Pocas veces suelo tener la oportunidad de descubrir un buen restaurante y contar con la fortuna de sentarme a hablar con el dueño del negocio. En pocas ocasiones me refiero en mis escritos a un sitio en específico, y más bien trato de hacer listados para ser democrático y que no me tilden de sesgado. Pero cuando ayer publiqué unas fotos en twitter resumiendo en 140 caracteres la historia del restaurante de comidas rápidas «El Busetero», la reacción fue tan favorable que me decidí a escribirla antes de que alguien se me adelante.
José Lizarazo, un joven bogotano había probado suerte en la universidad fallidamente dos veces. Su padre, un exmilitar pensionado, después de retirarse se dedicó al negocio del transporte público, pero aspiraba a que su hijo tuviera un futuro mejor manteniéndolo alejado del ambiente de los buses, los trancones y los turnos extensos detrás del volante. Pero José tenía un sueño, su madre le había inculcado el amor por la cocina, una carrera costosa y que su padre no iba a patrocinar después de haberle hecho perder plata en semestres de ingeniería mecánica, y electrónica y comunicaciones. Por esa razón, y a escondidas de su progenitor, decidió buscar recursos para pagarse sus estudios; contactó a una conocida que también tenía busetas y colectivos, y pronto estaba en las calles de la capital, recogiendo pasajeros y ahorrando para inscribirse en la academia Verde Oliva. En esos múltiples trayectos conoció a Alejandra Manjarrés (hoy en día su esposa), una estudiante de enfermería a quién le hizo «cambio de luces» desde el primer día que la vio, y a la que invitaba a ocupar el puesto de acompañante para poder hablar con ella y conocerla más.
Pronto el lazo se hizo fuerte y aquella muchacha siempre tomaba el bus a la misma hora y en el mismo paradero. Ella le ayudaba a cobrarle a los que se subían a su vehículo, y entre risas bromea diciendo que nunca le pagó un pasaje. Pero ya retornando a la seriedad reconoce que ha sido fundamental en su vida, alentándolo en su objetivo, promoviendo el ahorro juicioso para que pudiera lograr su meta, y alejándolo de ese ambiente pesado de derrochar el producido en cerveza, tejo y amigos falsos que no aportaban nada. En turnos largos a José le quedaban libres hasta $150.000 que le daba a su novia para que se los guardara. Después lo acompañó a matricularse y a hablar con la dueña de los buses para que le cuadrara los turnos en la noche y así poder estudiar en las mañanas.
Lo acompañó en momentos difíciles en su estudio cuando en una materia en donde enseñaban administración de restaurantes, las matemáticas no le entraban ni por ósmosis. Ellos pensaron que era solo picar ingredientes, hornear postres y mezclar sabores, desconociendo que en esa carrera enseñan integralmente sobre el tema, graduando profesionales capaces de montar sus propios negocios. En ese momento empezaron a moldear la idea de un restaurante que hiciera un homenaje a muchos que se dedican al oficio de recoger pasajeros en una ciudad ruda y estresante como Bogotá.
= = =
### Tareas pendientes
#1 Resume en forma de lista el párrafo del texto para leer que empieza con «Pronto el lazo se hizo fuerte», conservando sus hechos principales.
#2 Prolonga el texto sobre el restaurante El Busetero a partir de su última oración.
Los datos no forman parte del texto y proceden de otra fuente.
= = =
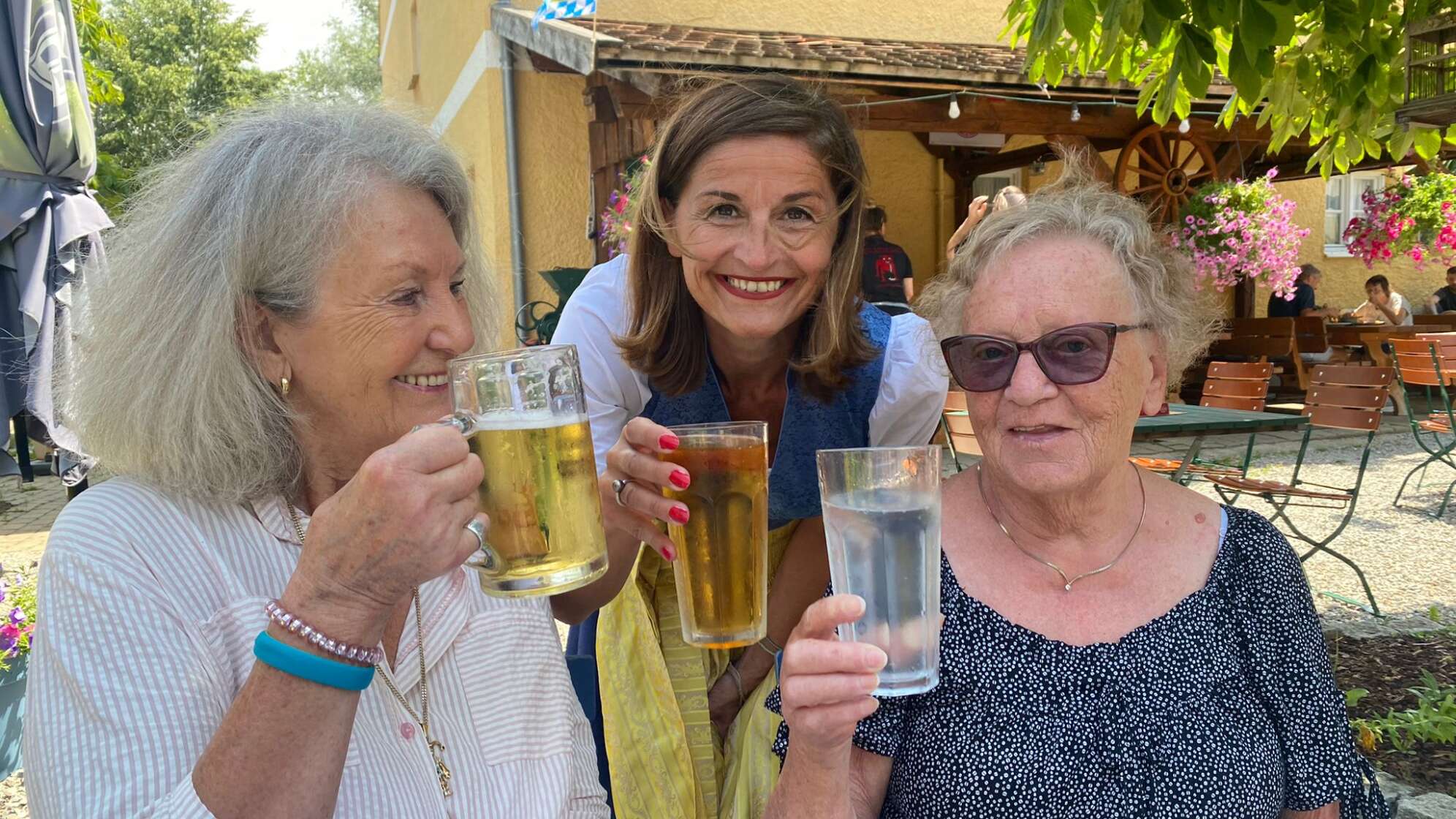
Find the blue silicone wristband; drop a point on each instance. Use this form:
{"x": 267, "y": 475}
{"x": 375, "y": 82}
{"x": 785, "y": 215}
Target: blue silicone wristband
{"x": 314, "y": 668}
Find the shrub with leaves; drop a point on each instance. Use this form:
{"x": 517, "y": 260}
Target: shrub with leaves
{"x": 1414, "y": 217}
{"x": 1432, "y": 720}
{"x": 1330, "y": 69}
{"x": 1243, "y": 229}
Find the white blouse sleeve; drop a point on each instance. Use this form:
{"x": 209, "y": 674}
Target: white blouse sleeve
{"x": 596, "y": 312}
{"x": 911, "y": 387}
{"x": 121, "y": 704}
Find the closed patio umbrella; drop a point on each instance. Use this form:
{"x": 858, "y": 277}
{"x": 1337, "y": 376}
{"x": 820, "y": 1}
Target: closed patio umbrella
{"x": 48, "y": 219}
= = =
### Resultados
#1
- Alejandra tomaba siempre el bus a la misma hora y en el mismo paradero.
- Ayudaba a José a cobrar a los pasajeros que se subían.
- Lo alentó en su objetivo y promovió que ahorrara con juicio.
- Lo alejó de gastar el producido en cerveza, tejo y amigos falsos.
- En los turnos largos a José le quedaban hasta $150.000, que le entregaba a ella para que los guardara.
- Lo acompañó a matricularse.
- También fue con él a hablar con la dueña de los buses para que le asignara turnos nocturnos y pudiera estudiar por las mañanas.

#2
Ya habían tenido dos intentos en el barrio Villa de los Alpes y en el municipio de Mosquera, sin el éxito al que ellos aspiraban. Fue entonces cuando se acordaron que al término de esas jornadas extensas de conducción, él después de entregar el carro en la empresa Cootranspensilvania en Ciudad Montes, la invitaba a comer burritos, hamburguesas, pizza o perros calientes en esa avenida principal del barrio que es la octava sur. Averiguaron un local y hace tres meses inauguraron el negocio de sus sueños, con el concepto que siempre quisieron y con la decoración que detenidamente habían planeado. Querían que los comensales al ingresar al sitio sintieran que estaban abordando un bus; por eso a la entrada del restaurante encontrarán una registradora, barandas iguales y de las que uno se sostiene cuando va en transporte público, ventanas en las paredes con fotos de Bogotá, tablas con las rutas antiguas como «Germania, avenida 19, Concordia» y otros finos y pulidos detalles que hacen novedoso y agradable el ambiente.
Ya en cuanto a la carta que iban a ofrecer a sus clientes, sabían que las porciones tenían que ser grandes. Camioneros, buseteros, taxistas y en general conductores de servicio público, tienen fama de tener apetito voraz y comer en ocasiones exageradamente. No por eso descuidaron la calidad de los ingredientes; nuestro amigo Lizarazo aprendió en la universidad dónde conseguir los mejores proveedores y a los mejores precios para hacer sostenible el negocio. Por eso visita diariamente la plaza de Paloquemao buscando siempre poder brindar en sus menús cosas no solo gigantes sino agradables al paladar.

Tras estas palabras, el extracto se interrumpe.